● **Problem details**
Omit every picture and write out the rest of the records exactly.

● **Material**
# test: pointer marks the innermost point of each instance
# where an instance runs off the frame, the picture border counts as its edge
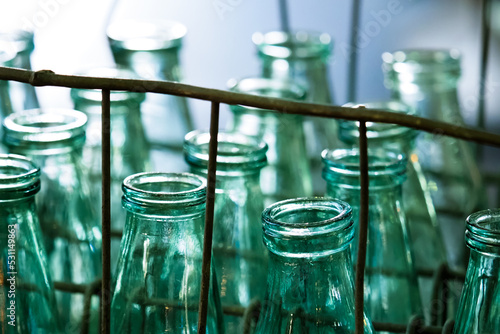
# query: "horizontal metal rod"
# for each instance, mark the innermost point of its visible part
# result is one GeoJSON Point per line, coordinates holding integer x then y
{"type": "Point", "coordinates": [49, 78]}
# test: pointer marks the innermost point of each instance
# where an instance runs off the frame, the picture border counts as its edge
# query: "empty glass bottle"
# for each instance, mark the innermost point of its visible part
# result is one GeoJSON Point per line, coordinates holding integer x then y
{"type": "Point", "coordinates": [425, 235]}
{"type": "Point", "coordinates": [158, 277]}
{"type": "Point", "coordinates": [303, 56]}
{"type": "Point", "coordinates": [151, 49]}
{"type": "Point", "coordinates": [53, 138]}
{"type": "Point", "coordinates": [240, 257]}
{"type": "Point", "coordinates": [391, 287]}
{"type": "Point", "coordinates": [288, 172]}
{"type": "Point", "coordinates": [310, 285]}
{"type": "Point", "coordinates": [479, 309]}
{"type": "Point", "coordinates": [427, 81]}
{"type": "Point", "coordinates": [26, 291]}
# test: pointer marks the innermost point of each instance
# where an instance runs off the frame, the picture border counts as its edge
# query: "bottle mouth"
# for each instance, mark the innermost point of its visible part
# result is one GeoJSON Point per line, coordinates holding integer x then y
{"type": "Point", "coordinates": [151, 35]}
{"type": "Point", "coordinates": [349, 130]}
{"type": "Point", "coordinates": [308, 227]}
{"type": "Point", "coordinates": [19, 177]}
{"type": "Point", "coordinates": [299, 44]}
{"type": "Point", "coordinates": [235, 152]}
{"type": "Point", "coordinates": [45, 126]}
{"type": "Point", "coordinates": [95, 95]}
{"type": "Point", "coordinates": [385, 168]}
{"type": "Point", "coordinates": [483, 231]}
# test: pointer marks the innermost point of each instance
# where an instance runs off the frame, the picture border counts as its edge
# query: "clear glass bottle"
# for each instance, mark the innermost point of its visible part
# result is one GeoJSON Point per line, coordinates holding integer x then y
{"type": "Point", "coordinates": [427, 81]}
{"type": "Point", "coordinates": [130, 151]}
{"type": "Point", "coordinates": [310, 285]}
{"type": "Point", "coordinates": [240, 257]}
{"type": "Point", "coordinates": [479, 310]}
{"type": "Point", "coordinates": [303, 56]}
{"type": "Point", "coordinates": [425, 235]}
{"type": "Point", "coordinates": [71, 227]}
{"type": "Point", "coordinates": [158, 278]}
{"type": "Point", "coordinates": [391, 286]}
{"type": "Point", "coordinates": [151, 47]}
{"type": "Point", "coordinates": [288, 172]}
{"type": "Point", "coordinates": [26, 293]}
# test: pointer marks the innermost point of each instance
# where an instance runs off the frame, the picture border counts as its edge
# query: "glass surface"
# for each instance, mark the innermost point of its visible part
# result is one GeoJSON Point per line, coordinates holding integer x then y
{"type": "Point", "coordinates": [158, 277]}
{"type": "Point", "coordinates": [26, 292]}
{"type": "Point", "coordinates": [71, 227]}
{"type": "Point", "coordinates": [310, 285]}
{"type": "Point", "coordinates": [389, 272]}
{"type": "Point", "coordinates": [479, 309]}
{"type": "Point", "coordinates": [288, 172]}
{"type": "Point", "coordinates": [240, 257]}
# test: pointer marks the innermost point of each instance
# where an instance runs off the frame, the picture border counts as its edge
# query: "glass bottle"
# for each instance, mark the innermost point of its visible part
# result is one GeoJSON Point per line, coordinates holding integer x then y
{"type": "Point", "coordinates": [158, 277]}
{"type": "Point", "coordinates": [53, 138]}
{"type": "Point", "coordinates": [427, 81]}
{"type": "Point", "coordinates": [288, 173]}
{"type": "Point", "coordinates": [425, 235]}
{"type": "Point", "coordinates": [240, 257]}
{"type": "Point", "coordinates": [479, 309]}
{"type": "Point", "coordinates": [26, 293]}
{"type": "Point", "coordinates": [130, 151]}
{"type": "Point", "coordinates": [391, 286]}
{"type": "Point", "coordinates": [303, 56]}
{"type": "Point", "coordinates": [310, 285]}
{"type": "Point", "coordinates": [151, 47]}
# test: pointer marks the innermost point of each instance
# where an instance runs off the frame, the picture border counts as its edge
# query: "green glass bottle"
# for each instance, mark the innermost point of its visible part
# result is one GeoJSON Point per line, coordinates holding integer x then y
{"type": "Point", "coordinates": [427, 81]}
{"type": "Point", "coordinates": [158, 277]}
{"type": "Point", "coordinates": [310, 285]}
{"type": "Point", "coordinates": [304, 57]}
{"type": "Point", "coordinates": [391, 286]}
{"type": "Point", "coordinates": [71, 227]}
{"type": "Point", "coordinates": [479, 309]}
{"type": "Point", "coordinates": [240, 257]}
{"type": "Point", "coordinates": [26, 292]}
{"type": "Point", "coordinates": [425, 235]}
{"type": "Point", "coordinates": [288, 173]}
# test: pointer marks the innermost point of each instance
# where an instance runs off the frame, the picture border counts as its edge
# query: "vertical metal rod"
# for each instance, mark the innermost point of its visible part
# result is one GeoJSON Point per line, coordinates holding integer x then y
{"type": "Point", "coordinates": [209, 218]}
{"type": "Point", "coordinates": [106, 214]}
{"type": "Point", "coordinates": [353, 52]}
{"type": "Point", "coordinates": [363, 228]}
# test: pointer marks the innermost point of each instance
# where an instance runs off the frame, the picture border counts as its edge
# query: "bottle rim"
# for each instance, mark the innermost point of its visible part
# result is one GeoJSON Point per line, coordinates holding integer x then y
{"type": "Point", "coordinates": [235, 151]}
{"type": "Point", "coordinates": [299, 44]}
{"type": "Point", "coordinates": [483, 231]}
{"type": "Point", "coordinates": [19, 177]}
{"type": "Point", "coordinates": [150, 35]}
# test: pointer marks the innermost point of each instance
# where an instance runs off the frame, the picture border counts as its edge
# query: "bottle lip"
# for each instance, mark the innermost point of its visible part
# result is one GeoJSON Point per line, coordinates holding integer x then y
{"type": "Point", "coordinates": [150, 35]}
{"type": "Point", "coordinates": [235, 151]}
{"type": "Point", "coordinates": [299, 44]}
{"type": "Point", "coordinates": [44, 126]}
{"type": "Point", "coordinates": [19, 177]}
{"type": "Point", "coordinates": [483, 231]}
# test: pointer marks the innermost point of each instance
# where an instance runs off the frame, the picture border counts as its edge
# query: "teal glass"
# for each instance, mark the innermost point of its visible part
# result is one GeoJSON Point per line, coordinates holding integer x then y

● **Written solution**
# test: pointer marks the innermost point of each instance
# where an instance runs off the frame, the picture border counts as its edge
# query: "horizontal metal rod"
# for each instance, mark the innermost point of its visible part
# result is one GeoJSON Point per line, coordinates holding integer x then y
{"type": "Point", "coordinates": [49, 78]}
# test: pointer marks the innermost point of each instance
# where an instance runs off the frame, the picture border counts as its edge
# query: "empty glass bottle"
# for each instance, mark the innermost point of its visible part
# result is one GeoJSON Point per line, coordinates holding integer x then y
{"type": "Point", "coordinates": [425, 235]}
{"type": "Point", "coordinates": [158, 277]}
{"type": "Point", "coordinates": [303, 56]}
{"type": "Point", "coordinates": [151, 49]}
{"type": "Point", "coordinates": [53, 138]}
{"type": "Point", "coordinates": [240, 257]}
{"type": "Point", "coordinates": [391, 287]}
{"type": "Point", "coordinates": [288, 172]}
{"type": "Point", "coordinates": [310, 285]}
{"type": "Point", "coordinates": [479, 309]}
{"type": "Point", "coordinates": [427, 81]}
{"type": "Point", "coordinates": [26, 291]}
# test: pointer marks the innermost point of each instance
# where an instance runs off the frame, the picture border counts as its edge
# query: "bottle mouth"
# for each instance, mark the innermost point of its visible part
# result is one GeoJSON Point per line, coordinates holding integer x then y
{"type": "Point", "coordinates": [151, 35]}
{"type": "Point", "coordinates": [349, 130]}
{"type": "Point", "coordinates": [308, 227]}
{"type": "Point", "coordinates": [19, 177]}
{"type": "Point", "coordinates": [299, 44]}
{"type": "Point", "coordinates": [235, 152]}
{"type": "Point", "coordinates": [45, 126]}
{"type": "Point", "coordinates": [95, 95]}
{"type": "Point", "coordinates": [385, 168]}
{"type": "Point", "coordinates": [483, 231]}
# test: pointer marks the innermost point of each instance
# where an instance runs off the frame, the picture border counts as its edge
# query: "clear glass bottle"
# for each instance, mark the innermost point of its visible part
# result is one GeoJSON Point per line, coordinates holding integer x then y
{"type": "Point", "coordinates": [427, 81]}
{"type": "Point", "coordinates": [130, 151]}
{"type": "Point", "coordinates": [310, 285]}
{"type": "Point", "coordinates": [240, 257]}
{"type": "Point", "coordinates": [479, 310]}
{"type": "Point", "coordinates": [303, 56]}
{"type": "Point", "coordinates": [425, 235]}
{"type": "Point", "coordinates": [71, 227]}
{"type": "Point", "coordinates": [158, 278]}
{"type": "Point", "coordinates": [391, 286]}
{"type": "Point", "coordinates": [151, 47]}
{"type": "Point", "coordinates": [288, 172]}
{"type": "Point", "coordinates": [26, 293]}
# test: pointer marks the innermost point of each instance
# where an instance runs off the frame, the picture border counts as its edge
# query: "glass surface"
# for each instance, mark the innermost point of its visible part
# result is one GeoJSON Point per line, coordinates holding integer x then y
{"type": "Point", "coordinates": [158, 277]}
{"type": "Point", "coordinates": [26, 292]}
{"type": "Point", "coordinates": [71, 227]}
{"type": "Point", "coordinates": [310, 285]}
{"type": "Point", "coordinates": [389, 272]}
{"type": "Point", "coordinates": [479, 309]}
{"type": "Point", "coordinates": [288, 172]}
{"type": "Point", "coordinates": [240, 257]}
# test: pointer marks the innermost point of each instance
# where an instance runs off the frame, the picture border counts as its edge
# query: "glass bottle"
# for each instance, mark the innermost point of its visible part
# result is one GeoJSON Point per line, coordinates holding integer x then y
{"type": "Point", "coordinates": [158, 277]}
{"type": "Point", "coordinates": [53, 138]}
{"type": "Point", "coordinates": [427, 81]}
{"type": "Point", "coordinates": [288, 173]}
{"type": "Point", "coordinates": [425, 235]}
{"type": "Point", "coordinates": [240, 257]}
{"type": "Point", "coordinates": [479, 309]}
{"type": "Point", "coordinates": [26, 293]}
{"type": "Point", "coordinates": [130, 151]}
{"type": "Point", "coordinates": [391, 286]}
{"type": "Point", "coordinates": [303, 56]}
{"type": "Point", "coordinates": [310, 285]}
{"type": "Point", "coordinates": [151, 47]}
# test: pointer marks the innermost point of each instance
# where an instance runs off the frame, the picture border counts as its edge
# query: "green glass bottle"
# for each instance, mark the innermost point of its visible part
# result is one GeoJSON Point per line, coordinates holding integer x then y
{"type": "Point", "coordinates": [427, 81]}
{"type": "Point", "coordinates": [158, 277]}
{"type": "Point", "coordinates": [310, 285]}
{"type": "Point", "coordinates": [304, 57]}
{"type": "Point", "coordinates": [391, 286]}
{"type": "Point", "coordinates": [71, 227]}
{"type": "Point", "coordinates": [479, 309]}
{"type": "Point", "coordinates": [240, 257]}
{"type": "Point", "coordinates": [26, 292]}
{"type": "Point", "coordinates": [425, 235]}
{"type": "Point", "coordinates": [288, 173]}
# test: pointer marks the innermost point of each instance
# where an instance runs off the frame, the picture border counts as its edge
# query: "vertical metal rod"
# for each instance, mark the innermost point of its visible part
# result is one GeoJSON Point per line, coordinates holding integer x then y
{"type": "Point", "coordinates": [209, 218]}
{"type": "Point", "coordinates": [106, 214]}
{"type": "Point", "coordinates": [353, 52]}
{"type": "Point", "coordinates": [363, 228]}
# test: pointer marks the innermost point of each instance
# where an instance runs off the frame, the picture border counts as its edge
# query: "bottle rim"
# for each instance, mark the innermost point of its visible part
# result is one GeoJSON Point per line, coordinates holding integer x then y
{"type": "Point", "coordinates": [235, 151]}
{"type": "Point", "coordinates": [299, 44]}
{"type": "Point", "coordinates": [483, 231]}
{"type": "Point", "coordinates": [19, 177]}
{"type": "Point", "coordinates": [150, 35]}
# test: pointer marks the innermost point of each instance
# where an instance runs off the frame, the picture border counts as its edge
# query: "bottle lip"
# for each instance, mark the innermost point of its visible part
# result is one GeoJSON Point per line, coordinates holding integer x then y
{"type": "Point", "coordinates": [150, 35]}
{"type": "Point", "coordinates": [235, 151]}
{"type": "Point", "coordinates": [299, 44]}
{"type": "Point", "coordinates": [44, 126]}
{"type": "Point", "coordinates": [19, 177]}
{"type": "Point", "coordinates": [483, 231]}
# test: pointer marks the innermost point of each instance
# where an instance runs off the frame, the picture border counts as its edge
# query: "teal glass"
# for each instance, mark the innermost point of its visible part
# result is one GeoJSON Point per line, coordinates holding integer x then y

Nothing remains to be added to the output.